### [SOURCE]
If you're not sure what a participle is, read on; then if you still want to know more, go
and check them out on our new web site for KS3 English teachers. More on that
below. But first, what are participles and - more importantly - why should you bother
with them?

Participles are forms of a verb that can be used rather like adjectives. Here are two
examples:
        The propellor was turning in the wind.
        The propellor was damaged by the wind.
The verbs "turning" and "damaged" are participles, so you can replace them with an
adjective:
        The propellor was loose.
The Romans called them "participles" because they "participated" in the
characteristics of adjectives as well as verbs. (Not a very good name, you say. Ok, we
agree, but it does make some sense.)

Why do they matter at KS3? Because they're one of the growth-points of writing at
that stage. Not in examples like the ones above - every five-year old uses these all the
time - but in more complex sentences like these:
        The girls selected for the team were all tall.
        The girl running down the road fell over.
        Running down the road she fell over.
        Her hair flying behind her, she ran down the road.
Notice how you could expand each of these into a full clause with a finite verb:
        The girls who were selected for the team were all tall.

### [WHAT THIS EXERCISE ASKS]
- a) Answer these questions using the passage on participles:
(i) Which two words in the propellor examples are called participles?
(ii) According to the passage, why did the Romans call them "participles"?
(iii) At what stage are participles described as one of the growth-points of writing?
- b) Reproduce the records from the line containing "Could you please identify the hanging" through the end of the records, with no changes to any line.

### [INFORMATION GIVEN]

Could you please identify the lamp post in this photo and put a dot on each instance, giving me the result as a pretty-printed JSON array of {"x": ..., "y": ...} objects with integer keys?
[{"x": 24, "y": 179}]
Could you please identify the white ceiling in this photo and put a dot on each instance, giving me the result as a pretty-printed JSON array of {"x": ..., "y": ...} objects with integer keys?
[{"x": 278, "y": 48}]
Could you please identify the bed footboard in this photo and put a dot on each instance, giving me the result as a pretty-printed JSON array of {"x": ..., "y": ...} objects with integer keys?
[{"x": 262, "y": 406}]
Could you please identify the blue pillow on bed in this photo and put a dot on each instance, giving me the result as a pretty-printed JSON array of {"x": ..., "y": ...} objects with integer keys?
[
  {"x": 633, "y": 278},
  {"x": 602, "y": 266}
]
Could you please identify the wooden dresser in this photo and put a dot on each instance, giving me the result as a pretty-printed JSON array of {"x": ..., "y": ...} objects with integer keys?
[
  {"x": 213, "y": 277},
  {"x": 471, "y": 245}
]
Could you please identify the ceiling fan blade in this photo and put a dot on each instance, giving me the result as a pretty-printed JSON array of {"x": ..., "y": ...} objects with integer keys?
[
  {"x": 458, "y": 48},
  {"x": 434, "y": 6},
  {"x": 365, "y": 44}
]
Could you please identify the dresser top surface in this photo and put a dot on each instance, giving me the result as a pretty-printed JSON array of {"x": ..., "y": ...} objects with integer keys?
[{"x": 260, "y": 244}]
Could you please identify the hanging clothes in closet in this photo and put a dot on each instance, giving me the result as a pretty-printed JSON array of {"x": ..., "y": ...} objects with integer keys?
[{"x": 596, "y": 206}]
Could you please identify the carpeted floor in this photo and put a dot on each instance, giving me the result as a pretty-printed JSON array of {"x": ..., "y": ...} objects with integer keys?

### [ANSWERS TO THE EXERCISES]
- a)
(i) "turning" and "damaged"
(ii) Because they "participated" in the characteristics of adjectives as well as verbs.
(iii) KS3

- b)
Could you please identify the hanging clothes in closet in this photo and put a dot on each instance, giving me the result as a pretty-printed JSON array of {"x": ..., "y": ...} objects with integer keys?
[{"x": 596, "y": 206}]
Could you please identify the carpeted floor in this photo and put a dot on each instance, giving me the result as a pretty-printed JSON array of {"x": ..., "y": ...} objects with integer keys?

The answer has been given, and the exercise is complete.